ACTIVITY: Return all the data verbatim but without images.

(Stored items from a collection)
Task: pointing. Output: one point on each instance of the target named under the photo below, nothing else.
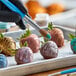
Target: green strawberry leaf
(50, 26)
(46, 40)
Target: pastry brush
(25, 18)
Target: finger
(6, 16)
(21, 24)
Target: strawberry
(24, 55)
(49, 50)
(56, 34)
(7, 45)
(32, 41)
(73, 43)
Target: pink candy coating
(49, 50)
(24, 55)
(33, 42)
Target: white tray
(65, 58)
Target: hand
(6, 15)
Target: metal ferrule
(31, 22)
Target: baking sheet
(63, 52)
(65, 58)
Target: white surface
(64, 59)
(63, 52)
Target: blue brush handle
(69, 71)
(12, 7)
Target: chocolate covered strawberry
(49, 50)
(7, 45)
(56, 34)
(32, 41)
(24, 55)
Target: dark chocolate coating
(49, 50)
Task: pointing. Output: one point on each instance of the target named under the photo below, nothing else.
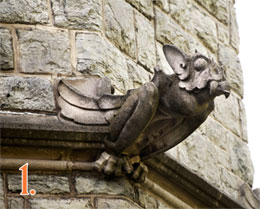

ANSWER TO THE EXERCISE:
Task: pointing. Output: one point on each instance of the target named under the photo below, nothing else.
Target: green strawberry leaf
(50, 26)
(46, 40)
Target: pastry brush
(25, 18)
Target: finger
(6, 16)
(21, 24)
Target: strawberry
(24, 55)
(49, 50)
(56, 34)
(7, 45)
(32, 41)
(73, 43)
Target: pink candy coating
(49, 50)
(24, 55)
(33, 42)
Target: white tray
(65, 58)
Target: hand
(6, 15)
Target: metal ferrule
(31, 22)
Target: baking sheet
(63, 52)
(65, 58)
Target: white surface
(64, 59)
(63, 52)
Target: blue brush handle
(69, 71)
(12, 7)
Target: chocolate covered strawberry
(49, 50)
(7, 45)
(56, 34)
(32, 41)
(24, 55)
Target: dark chocolate coating
(49, 50)
Task: pointing. Output: one point on each instance of the target named under the photo below, nothing else.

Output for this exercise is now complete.